TEXT SECTION.
........

Diyanet, the Directorate of Religious Affairs, was established in 1924 to keep control over the religious communities in Turkey. The Kemalists created Diyanet as a replacement for the Shaykh al-Islam, which was the most important spiritual organization within the Ottoman Empire. Since the rise to power of the AKP, the role of religion has been restored in the Turkish domestic and foreign policy. President Tayyip Erdoğan sees the Turks as heirs to Osman Gazim, the founder of the Ottoman empire. Diyanet is the religious organisation that has taken over the role of Shayk al-Islam. Western political strategists should not underestimate the power of Islam and nationalism in combination with Neo-Ottoman ambitions. The head of the Turkish religious organization, Professor Dr Ali Erbaş, tweeted on 6 April: “The fundamental purpose of our existence is to dominate the world”.

During the 1980s, the plan was to integrate Turkey with Europe. When in the 1990s the European establishment accepted mass immigration, the media, academia and political class assured the people that migrants from North Africa and Central Asia would become British, German, French or Dutch – that they were coming to Europe to enjoy European lifestyle and values. The Turks had a special status because they were slated to become an EU member state. Not only was it envisaged that the Turks would become Europeans, but Asia Minor would become Europe.

It may come as no surprise that the Turks have another plan. The hostilities between the Turks and Europeans trace back to the First Crusade when the Turkic Seljuks arrived in the old Christian East Roman Empire, Byzantium. Since then there have been continuous wars between the Europeans and the Ottoman Turks. The Ottomans conquered the Balkans and even reached Vienna. At the end of the First World War, their empire was nearly destroyed by the Great Powers, and the Sultan had to abdicate. Mustafa Kemal Atatürk took power and began to modernise the country, doing away with Arabic influence.

Western analysts believed that Turkey was on its way to morphing into Western culture, democracy, universal human rights, secularism and market capitalism. A thousand years after they entered Anatolia and provoked the First Crusade, Turkish history seemed to have reached its end. A thousand years of hatred and cultural difference between Europeans now seemed to belong to the past. It was just a matter of time and the Seljuks would accept transgender toilets, neo-liberal capitalism run by Wall Street, gay marriage, endless Brussels enforced regulations, and gender equality. At least this is what the European civil servants believed in.

........

WRITTEN REQUEST 1. According to the text about Diyanet, what year was the Directorate of Religious Affairs set up?
WRITTEN REQUEST 2. Write the next part of the text about Diyanet and Turkey's ties with Europe, starting right after its last sentence.

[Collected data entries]
........

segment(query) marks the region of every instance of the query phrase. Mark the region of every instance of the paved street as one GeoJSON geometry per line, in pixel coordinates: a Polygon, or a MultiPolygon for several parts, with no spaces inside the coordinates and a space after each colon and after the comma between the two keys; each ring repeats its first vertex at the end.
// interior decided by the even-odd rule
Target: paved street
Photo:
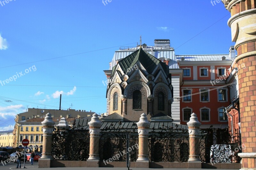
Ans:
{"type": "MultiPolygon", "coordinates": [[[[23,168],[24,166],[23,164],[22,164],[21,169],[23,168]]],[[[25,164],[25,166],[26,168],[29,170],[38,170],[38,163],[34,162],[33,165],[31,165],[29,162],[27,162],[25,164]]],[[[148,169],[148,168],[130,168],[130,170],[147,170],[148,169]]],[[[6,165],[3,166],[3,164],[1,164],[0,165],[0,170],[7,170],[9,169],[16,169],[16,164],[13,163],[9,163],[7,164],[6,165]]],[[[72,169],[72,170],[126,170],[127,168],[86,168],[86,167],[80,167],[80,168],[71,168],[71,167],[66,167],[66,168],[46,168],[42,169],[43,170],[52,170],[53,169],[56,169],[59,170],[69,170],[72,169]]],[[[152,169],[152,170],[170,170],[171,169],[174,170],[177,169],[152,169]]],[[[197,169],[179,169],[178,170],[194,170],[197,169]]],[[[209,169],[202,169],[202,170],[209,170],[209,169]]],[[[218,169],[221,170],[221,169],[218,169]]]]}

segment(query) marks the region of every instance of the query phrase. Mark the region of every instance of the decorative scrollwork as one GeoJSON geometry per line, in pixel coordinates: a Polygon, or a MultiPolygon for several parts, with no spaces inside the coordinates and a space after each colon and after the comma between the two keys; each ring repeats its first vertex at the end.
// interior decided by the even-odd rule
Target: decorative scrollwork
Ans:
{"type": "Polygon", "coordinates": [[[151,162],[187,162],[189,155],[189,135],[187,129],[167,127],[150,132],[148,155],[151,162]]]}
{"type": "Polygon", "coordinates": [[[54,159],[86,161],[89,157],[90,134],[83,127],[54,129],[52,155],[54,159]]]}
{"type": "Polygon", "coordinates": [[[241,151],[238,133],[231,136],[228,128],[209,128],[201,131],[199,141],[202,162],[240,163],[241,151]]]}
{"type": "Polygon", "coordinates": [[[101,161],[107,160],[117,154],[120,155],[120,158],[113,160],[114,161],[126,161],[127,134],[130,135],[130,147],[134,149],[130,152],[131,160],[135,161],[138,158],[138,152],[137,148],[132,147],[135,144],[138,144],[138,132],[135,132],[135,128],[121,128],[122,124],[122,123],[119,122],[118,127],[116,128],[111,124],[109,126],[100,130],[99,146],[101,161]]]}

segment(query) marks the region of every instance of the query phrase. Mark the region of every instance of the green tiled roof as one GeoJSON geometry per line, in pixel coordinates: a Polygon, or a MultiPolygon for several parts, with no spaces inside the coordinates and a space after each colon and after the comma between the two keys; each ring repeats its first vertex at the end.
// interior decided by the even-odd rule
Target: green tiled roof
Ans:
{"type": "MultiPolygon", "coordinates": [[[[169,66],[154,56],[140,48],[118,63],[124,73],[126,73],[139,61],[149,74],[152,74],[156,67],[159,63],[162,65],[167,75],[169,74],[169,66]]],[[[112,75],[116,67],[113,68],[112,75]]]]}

........

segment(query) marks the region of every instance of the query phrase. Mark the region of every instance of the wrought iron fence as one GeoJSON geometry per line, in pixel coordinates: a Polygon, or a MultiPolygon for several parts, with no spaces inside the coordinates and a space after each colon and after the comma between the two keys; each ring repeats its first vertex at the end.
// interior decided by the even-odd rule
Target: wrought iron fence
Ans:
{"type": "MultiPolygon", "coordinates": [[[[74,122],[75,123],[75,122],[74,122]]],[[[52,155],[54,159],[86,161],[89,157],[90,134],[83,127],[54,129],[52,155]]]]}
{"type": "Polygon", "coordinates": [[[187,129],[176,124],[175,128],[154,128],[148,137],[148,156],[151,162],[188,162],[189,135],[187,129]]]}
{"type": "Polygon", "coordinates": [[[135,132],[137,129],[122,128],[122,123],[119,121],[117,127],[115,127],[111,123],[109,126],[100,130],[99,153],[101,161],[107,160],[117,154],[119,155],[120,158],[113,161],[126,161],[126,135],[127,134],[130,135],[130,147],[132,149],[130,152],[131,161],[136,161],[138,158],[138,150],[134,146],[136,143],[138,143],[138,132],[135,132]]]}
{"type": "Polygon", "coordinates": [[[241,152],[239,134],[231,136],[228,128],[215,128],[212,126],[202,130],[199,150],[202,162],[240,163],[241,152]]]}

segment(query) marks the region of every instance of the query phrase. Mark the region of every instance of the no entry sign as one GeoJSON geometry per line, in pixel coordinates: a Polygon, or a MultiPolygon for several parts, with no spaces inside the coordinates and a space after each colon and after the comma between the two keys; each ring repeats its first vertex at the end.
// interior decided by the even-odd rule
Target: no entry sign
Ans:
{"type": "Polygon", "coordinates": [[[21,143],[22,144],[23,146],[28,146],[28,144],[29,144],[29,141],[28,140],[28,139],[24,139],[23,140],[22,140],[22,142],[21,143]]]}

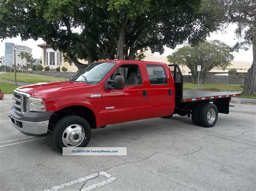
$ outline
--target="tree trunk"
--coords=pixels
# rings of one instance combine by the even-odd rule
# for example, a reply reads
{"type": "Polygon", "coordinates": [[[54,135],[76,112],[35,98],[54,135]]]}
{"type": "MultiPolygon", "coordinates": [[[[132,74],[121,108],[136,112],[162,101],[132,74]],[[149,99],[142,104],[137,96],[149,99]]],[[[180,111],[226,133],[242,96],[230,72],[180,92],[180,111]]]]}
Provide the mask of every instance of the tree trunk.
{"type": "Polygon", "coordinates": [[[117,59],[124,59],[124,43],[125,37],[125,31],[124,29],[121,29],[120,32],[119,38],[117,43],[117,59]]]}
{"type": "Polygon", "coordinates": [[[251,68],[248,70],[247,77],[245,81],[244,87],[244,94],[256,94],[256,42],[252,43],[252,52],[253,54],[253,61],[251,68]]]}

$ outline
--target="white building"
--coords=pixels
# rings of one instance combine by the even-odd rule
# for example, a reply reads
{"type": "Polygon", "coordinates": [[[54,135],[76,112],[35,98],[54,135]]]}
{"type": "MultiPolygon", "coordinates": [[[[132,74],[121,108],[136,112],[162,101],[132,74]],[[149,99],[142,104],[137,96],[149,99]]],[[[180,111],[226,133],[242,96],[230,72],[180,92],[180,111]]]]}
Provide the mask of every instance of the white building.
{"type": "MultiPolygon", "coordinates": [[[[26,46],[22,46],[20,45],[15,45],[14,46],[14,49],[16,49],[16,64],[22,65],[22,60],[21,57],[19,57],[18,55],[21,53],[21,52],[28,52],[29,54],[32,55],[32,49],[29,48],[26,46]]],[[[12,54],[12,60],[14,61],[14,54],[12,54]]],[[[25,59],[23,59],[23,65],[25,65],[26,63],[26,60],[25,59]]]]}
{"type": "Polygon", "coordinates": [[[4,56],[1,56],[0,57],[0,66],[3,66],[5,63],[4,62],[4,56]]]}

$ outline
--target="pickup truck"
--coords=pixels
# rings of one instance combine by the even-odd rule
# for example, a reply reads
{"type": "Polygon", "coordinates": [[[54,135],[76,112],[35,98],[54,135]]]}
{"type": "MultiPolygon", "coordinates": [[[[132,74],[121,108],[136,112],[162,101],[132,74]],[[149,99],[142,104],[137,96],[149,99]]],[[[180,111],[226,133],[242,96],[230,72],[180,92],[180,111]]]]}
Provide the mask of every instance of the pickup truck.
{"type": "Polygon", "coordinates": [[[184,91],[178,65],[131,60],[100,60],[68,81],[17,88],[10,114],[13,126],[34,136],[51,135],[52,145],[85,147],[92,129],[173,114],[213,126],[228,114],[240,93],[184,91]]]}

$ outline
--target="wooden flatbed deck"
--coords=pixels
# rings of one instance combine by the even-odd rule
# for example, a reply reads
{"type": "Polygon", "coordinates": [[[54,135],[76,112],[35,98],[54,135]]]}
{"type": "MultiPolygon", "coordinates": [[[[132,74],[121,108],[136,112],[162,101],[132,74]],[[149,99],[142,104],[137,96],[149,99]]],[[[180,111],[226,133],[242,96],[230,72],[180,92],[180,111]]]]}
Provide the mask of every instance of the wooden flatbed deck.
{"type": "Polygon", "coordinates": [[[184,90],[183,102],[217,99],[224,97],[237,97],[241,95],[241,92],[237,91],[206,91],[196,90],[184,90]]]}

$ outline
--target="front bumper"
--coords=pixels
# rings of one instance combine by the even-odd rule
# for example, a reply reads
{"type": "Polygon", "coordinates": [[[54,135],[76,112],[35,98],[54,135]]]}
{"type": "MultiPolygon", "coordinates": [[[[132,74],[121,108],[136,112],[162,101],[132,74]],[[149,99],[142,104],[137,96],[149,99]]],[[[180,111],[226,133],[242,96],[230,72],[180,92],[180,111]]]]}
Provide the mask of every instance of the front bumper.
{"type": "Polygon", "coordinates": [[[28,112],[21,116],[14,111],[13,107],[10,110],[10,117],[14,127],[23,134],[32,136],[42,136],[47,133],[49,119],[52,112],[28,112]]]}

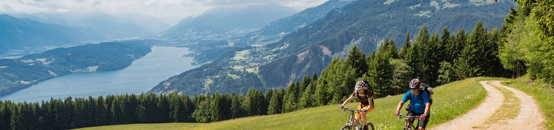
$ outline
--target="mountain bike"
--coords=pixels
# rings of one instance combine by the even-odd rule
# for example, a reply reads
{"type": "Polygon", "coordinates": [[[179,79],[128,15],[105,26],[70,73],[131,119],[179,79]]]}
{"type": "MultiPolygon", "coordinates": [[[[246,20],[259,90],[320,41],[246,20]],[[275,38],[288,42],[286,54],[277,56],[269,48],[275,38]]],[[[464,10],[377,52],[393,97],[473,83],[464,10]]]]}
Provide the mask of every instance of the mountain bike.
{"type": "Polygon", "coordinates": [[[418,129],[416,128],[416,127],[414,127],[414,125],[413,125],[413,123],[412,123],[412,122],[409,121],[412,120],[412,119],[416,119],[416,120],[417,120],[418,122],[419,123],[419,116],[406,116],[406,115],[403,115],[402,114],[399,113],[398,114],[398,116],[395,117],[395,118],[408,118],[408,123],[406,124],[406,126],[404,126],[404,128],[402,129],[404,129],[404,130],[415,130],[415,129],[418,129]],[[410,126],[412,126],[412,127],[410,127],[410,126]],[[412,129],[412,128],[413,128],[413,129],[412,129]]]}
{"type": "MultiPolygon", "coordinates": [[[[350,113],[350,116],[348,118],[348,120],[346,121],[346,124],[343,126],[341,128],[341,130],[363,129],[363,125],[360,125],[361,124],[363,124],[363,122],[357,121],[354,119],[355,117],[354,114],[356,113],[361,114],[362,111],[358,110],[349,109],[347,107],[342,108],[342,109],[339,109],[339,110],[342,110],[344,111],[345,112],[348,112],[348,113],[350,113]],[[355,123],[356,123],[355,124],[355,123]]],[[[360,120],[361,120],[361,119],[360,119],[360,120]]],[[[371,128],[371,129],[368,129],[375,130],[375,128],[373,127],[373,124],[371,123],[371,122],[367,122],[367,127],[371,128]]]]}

........

EXERCISE OUTPUT 1. 1924

EXERCISE OUTPUT 2.
Many ill-informed western academics traveled to Istanbul to portray the city as the bridge between modern Europe and the Islamic world. German state television keeps telling its viewers how the peasants from Anatolia have moved to Istanbul and transformed into cosmopolitan Western-oriented Erdogan-Merkel-European-Union-The-Globe-Postglobal citizens. The reality is that this mass movement of Turkish Muslims from the countryside into Istanbul converted Istanbul into the launch pad for Erdoğan’s Islamic-Nationalistic party the AKP. The AKP want to reestablish Turkey as an Ottoman Islamic country. The Ottoman empire was never limited to Anatolia. When the Seljuk Turks, the predecessors of the Ottomans, arrived from Central Asia into the Byzantine Empire, they never became a majority. Rather, they took advantage of the fact that the societies and tribes in Asia Minor lacked coherence and a uniting religion. This situation resembles present-day Europe.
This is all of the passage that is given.